Copy out the passage on preseason motorcycle testing at Qatar in full, word for word.

* **Text to read**:
=-=-=
Each track acts as a filter on the starting field. Ducatis go well where strong acceleration and top speed count most. Yamaha and Suzuki excel where long fast corners outnumber corners that favor point-and-shoot riding. Honda, back when star rider Marc Márquez was neither injured nor convalescing, worked best where hard braking, quick turning, and sudden acceleration were needed.

After five days of running Qatar at night under the lights, four riders, one Ducati and three Yamaha, are under Márquez’s old 2019 lap record of 1:53.380: Jack Miller, Maverick Viñales, Fabio Quartararo, and Franco Morbidelli.

As the pundits-on-scene correctly point out, teams and riders went to Qatar not to “win the practice” but to get actual track time, severely limited by rule to specified venues and times each year, with which to evaluate what they have built over the past winter. They are not trying to set fast laps. In fact, because their true goal is to improve the bikes, they devote the most time and effort to their worst areas of performance.
=-=-=
* **Data records**:
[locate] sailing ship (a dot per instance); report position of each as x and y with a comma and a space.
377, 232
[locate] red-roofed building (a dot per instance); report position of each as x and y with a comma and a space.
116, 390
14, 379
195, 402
=-=-=
* **Exercise solution**:
Each track acts as a filter on the starting field. Ducatis go well where strong acceleration and top speed count most. Yamaha and Suzuki excel where long fast corners outnumber corners that favor point-and-shoot riding. Honda, back when star rider Marc Márquez was neither injured nor convalescing, worked best where hard braking, quick turning, and sudden acceleration were needed.

After five days of running Qatar at night under the lights, four riders, one Ducati and three Yamaha, are under Márquez’s old 2019 lap record of 1:53.380: Jack Miller, Maverick Viñales, Fabio Quartararo, and Franco Morbidelli.

As the pundits-on-scene correctly point out, teams and riders went to Qatar not to “win the practice” but to get actual track time, severely limited by rule to specified venues and times each year, with which to evaluate what they have built over the past winter. They are not trying to set fast laps. In fact, because their true goal is to improve the bikes, they devote the most time and effort to their worst areas of performance.